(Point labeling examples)
════════════════
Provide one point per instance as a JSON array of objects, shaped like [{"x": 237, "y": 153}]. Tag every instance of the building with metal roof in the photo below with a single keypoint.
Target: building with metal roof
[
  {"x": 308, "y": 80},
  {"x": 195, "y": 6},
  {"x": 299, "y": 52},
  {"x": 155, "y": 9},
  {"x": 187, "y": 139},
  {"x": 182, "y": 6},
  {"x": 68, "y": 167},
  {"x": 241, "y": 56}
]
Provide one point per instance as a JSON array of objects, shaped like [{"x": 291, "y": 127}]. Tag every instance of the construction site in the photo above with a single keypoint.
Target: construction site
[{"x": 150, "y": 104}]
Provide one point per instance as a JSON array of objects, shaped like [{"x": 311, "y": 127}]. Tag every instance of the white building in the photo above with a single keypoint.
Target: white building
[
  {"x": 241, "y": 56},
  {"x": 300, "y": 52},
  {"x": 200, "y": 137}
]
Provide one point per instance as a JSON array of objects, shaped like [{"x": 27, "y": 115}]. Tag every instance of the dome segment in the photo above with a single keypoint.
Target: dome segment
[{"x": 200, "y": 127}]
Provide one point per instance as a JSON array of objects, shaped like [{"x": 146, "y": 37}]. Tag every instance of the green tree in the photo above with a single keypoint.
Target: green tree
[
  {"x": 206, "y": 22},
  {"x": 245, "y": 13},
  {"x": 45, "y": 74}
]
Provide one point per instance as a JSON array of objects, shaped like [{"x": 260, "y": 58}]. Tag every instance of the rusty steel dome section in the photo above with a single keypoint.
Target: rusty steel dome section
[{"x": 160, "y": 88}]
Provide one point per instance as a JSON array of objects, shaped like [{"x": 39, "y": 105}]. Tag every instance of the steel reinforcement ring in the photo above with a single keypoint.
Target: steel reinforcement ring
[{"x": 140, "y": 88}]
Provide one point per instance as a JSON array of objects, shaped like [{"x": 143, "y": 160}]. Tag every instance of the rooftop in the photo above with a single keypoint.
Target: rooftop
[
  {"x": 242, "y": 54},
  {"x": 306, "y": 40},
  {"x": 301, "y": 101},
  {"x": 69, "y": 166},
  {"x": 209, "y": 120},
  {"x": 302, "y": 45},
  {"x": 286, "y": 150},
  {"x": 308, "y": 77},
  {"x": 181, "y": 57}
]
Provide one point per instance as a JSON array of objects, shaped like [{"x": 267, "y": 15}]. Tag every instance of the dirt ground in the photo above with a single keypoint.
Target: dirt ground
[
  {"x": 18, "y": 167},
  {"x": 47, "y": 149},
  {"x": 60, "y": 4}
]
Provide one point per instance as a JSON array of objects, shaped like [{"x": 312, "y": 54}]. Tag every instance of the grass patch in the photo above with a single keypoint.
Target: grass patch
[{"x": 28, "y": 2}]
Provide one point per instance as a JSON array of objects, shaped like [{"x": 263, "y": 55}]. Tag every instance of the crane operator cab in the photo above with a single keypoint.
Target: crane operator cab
════════════════
:: DO THIS ::
Transcribe each entry exactly.

:: WRITTEN SOLUTION ::
Provide one point per instance as a JSON array of objects, shaped like [{"x": 237, "y": 153}]. Tag every instance of the building with metal roof in the photo below with a single keypoint.
Target: building with metal roof
[
  {"x": 308, "y": 80},
  {"x": 195, "y": 6},
  {"x": 299, "y": 52},
  {"x": 155, "y": 9},
  {"x": 187, "y": 139},
  {"x": 182, "y": 6},
  {"x": 68, "y": 167},
  {"x": 241, "y": 56}
]
Provide one point per instance as a JSON array of objects, shaped like [{"x": 291, "y": 127}]. Tag every instance of the construction site in the photo above with a single keypoint.
Target: construction site
[{"x": 150, "y": 104}]
Provide one point per instance as a JSON array of objects, shaped like [{"x": 311, "y": 127}]. Tag every instance of the white building in the photo above with a single keypoint.
Target: white building
[
  {"x": 241, "y": 56},
  {"x": 300, "y": 52},
  {"x": 200, "y": 137}
]
Provide one point per instance as a JSON array of objects, shaped like [{"x": 27, "y": 115}]. Tag every instance of the dome segment in the photo above with a single keypoint.
Target: dome segment
[{"x": 200, "y": 127}]
Provide one point per instance as a JSON array of objects, shaped like [{"x": 146, "y": 37}]. Tag every instance of the green tree in the photo above with a single keypoint.
Target: green tree
[
  {"x": 206, "y": 22},
  {"x": 245, "y": 13},
  {"x": 45, "y": 74}
]
Provide one point per instance as a JSON array of objects, shaped like [{"x": 260, "y": 58}]. Tag every instance of the rusty steel dome section in the photo above with a single keypoint.
Target: rusty steel dome section
[{"x": 160, "y": 88}]
Provide one point per instance as a JSON array of objects, shaped like [{"x": 39, "y": 105}]. Tag every instance of the steel reinforcement ring in the photo above with a single keypoint.
Target: steel reinforcement ring
[{"x": 140, "y": 88}]
Provide one point per instance as a JSON array of objects, shaped like [{"x": 143, "y": 160}]. Tag every instance of the rooftop in the photo above with a single keypoint.
Target: rooftop
[
  {"x": 242, "y": 54},
  {"x": 306, "y": 40},
  {"x": 301, "y": 101},
  {"x": 69, "y": 166},
  {"x": 209, "y": 120},
  {"x": 302, "y": 45},
  {"x": 286, "y": 150},
  {"x": 308, "y": 77},
  {"x": 181, "y": 57}
]
Provide one point per instance as a JSON array of objects, shaped like [{"x": 267, "y": 15}]. Tag every instance of the dirt ground in the photo above with a single keypoint.
Target: dirt ground
[
  {"x": 18, "y": 167},
  {"x": 47, "y": 149},
  {"x": 60, "y": 4}
]
Provide one point per instance as a JSON array of objects, shaped like [{"x": 312, "y": 54}]. Tag every instance of the grass patch in the photo above with a single keypoint.
Target: grass patch
[{"x": 28, "y": 2}]
Provide one point per instance as a JSON array of objects, shaped like [{"x": 263, "y": 55}]. Tag every instance of the crane operator cab in the photo above with a single keypoint.
Target: crane operator cab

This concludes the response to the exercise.